Problem to solve: Transcribe the passage from the post on psychological testing below, beginning at the words "Part 2: Risks" and stopping after the words "consider other things.".

Source passage:
★ ★ ★ ★ ★ ★ ★
Part 2: Risks and Benefits to When You Do Your Testing
Hi Theresa. A few months ago we did a pretty good blog series on psychological assessment. However, I have had a lot of pushback from folk on this.
Yes, I have run into this question with my clients as well, and I can understand the practical problems. The best way to do this and comply with the law is to offer the position and then do the testing.
But if the mission really doesn't want to do it this way, we can consider other things.
- First, is the position ministerial? If the ministerial exception applies, it may not matter much, because religious organizations have pretty close to absolute discretion on choosing their ministers.
- Second, let's consider the point of the law. The reason for the law is to keep organizations from pre-screening out people based on a background check or on disabilities.
The EEOC's guidance is that it is not okay to do the assessment before the job offer, even if there is segregation of information. https://www.eeoc.gov/policy/docs/medfin5.pdf. Sometimes a mission will have the testing done, but have it completely separated from the decision of the candidate committee, with a “firewall” keeping the people doing the testing and the people on the candidate committee from sharing information. Once the candidate committee has made (and written down) its decision, the information from the testing can be brought in and compared with the job descriptions. (You and I have talked extensively about how the job descriptions should be clear on the necessary job functions.)
Will that work? We won't know unless it's challenged. The EEOC guidance does not have the full force of the statute, but it's something you ignore at your peril. If the mission is going to test before the job offer, it's better to have the firewall than not to have the firewall.
Then the candidate can be disqualified (because of something that doesn't fit the spiritual criteria or some problem that is impossible to accommodate), approved, or enter a discussion about potential accommodations or a safety plan.
If a mission tried this approach, should discuss what it wants to do with legal counsel to work through all the possible steps, and script what is being communicated. The process could also state clearly the spiritual and practical reasons why this approach is adopted. (In this process, not only federal but state law applies, so I'm not recommending a DIY here.)
I hope this helps with your question.
P.S. The psychological or medical testing must also be careful to avoid questions that implicate GINA.
★ ★ ★ ★ ★ ★ ★
Listed records:

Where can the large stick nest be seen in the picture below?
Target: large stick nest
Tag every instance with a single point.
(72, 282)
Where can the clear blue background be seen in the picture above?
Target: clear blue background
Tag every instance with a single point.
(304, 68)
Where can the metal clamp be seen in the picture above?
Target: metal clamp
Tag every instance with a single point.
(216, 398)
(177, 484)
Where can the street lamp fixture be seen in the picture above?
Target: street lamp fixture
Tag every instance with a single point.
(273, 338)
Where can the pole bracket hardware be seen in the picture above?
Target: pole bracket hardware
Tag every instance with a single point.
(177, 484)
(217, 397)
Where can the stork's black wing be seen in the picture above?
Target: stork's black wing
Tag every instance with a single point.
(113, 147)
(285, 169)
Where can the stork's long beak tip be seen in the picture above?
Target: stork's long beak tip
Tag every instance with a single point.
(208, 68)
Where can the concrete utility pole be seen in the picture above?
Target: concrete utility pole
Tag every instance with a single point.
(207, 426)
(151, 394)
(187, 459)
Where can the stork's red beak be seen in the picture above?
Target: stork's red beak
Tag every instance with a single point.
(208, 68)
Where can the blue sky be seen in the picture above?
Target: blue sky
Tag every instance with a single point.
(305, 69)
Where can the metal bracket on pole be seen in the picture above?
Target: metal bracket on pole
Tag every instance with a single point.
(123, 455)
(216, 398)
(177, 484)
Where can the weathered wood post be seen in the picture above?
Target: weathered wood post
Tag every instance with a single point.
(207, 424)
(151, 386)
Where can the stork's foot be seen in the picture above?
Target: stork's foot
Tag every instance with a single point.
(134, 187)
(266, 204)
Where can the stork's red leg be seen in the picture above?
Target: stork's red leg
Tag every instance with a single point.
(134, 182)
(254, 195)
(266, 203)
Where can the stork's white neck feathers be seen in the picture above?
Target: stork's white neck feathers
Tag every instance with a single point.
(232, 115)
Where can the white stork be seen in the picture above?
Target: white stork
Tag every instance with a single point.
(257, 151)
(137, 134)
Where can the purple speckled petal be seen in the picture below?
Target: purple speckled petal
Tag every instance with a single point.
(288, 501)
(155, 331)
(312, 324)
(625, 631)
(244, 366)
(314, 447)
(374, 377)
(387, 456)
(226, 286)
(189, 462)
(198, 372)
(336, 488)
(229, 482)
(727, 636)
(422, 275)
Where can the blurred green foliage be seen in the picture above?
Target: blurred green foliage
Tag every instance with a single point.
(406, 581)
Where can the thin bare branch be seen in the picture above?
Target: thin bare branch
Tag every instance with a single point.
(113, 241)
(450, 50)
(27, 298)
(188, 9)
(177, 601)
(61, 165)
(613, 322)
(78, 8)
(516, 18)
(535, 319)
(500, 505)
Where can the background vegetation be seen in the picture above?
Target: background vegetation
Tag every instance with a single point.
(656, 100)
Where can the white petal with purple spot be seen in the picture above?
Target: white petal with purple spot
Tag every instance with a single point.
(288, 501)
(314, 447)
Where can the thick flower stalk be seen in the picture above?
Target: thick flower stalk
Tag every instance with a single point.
★ ★ ★ ★ ★ ★ ★
Response to this exercise:
Part 2: Risks and Benefits to When You Do Your Testing
Hi Theresa. A few months ago we did a pretty good blog series on psychological assessment. However, I have had a lot of pushback from folk on this.
Yes, I have run into this question with my clients as well, and I can understand the practical problems. The best way to do this and comply with the law is to offer the position and then do the testing.
But if the mission really doesn't want to do it this way, we can consider other things.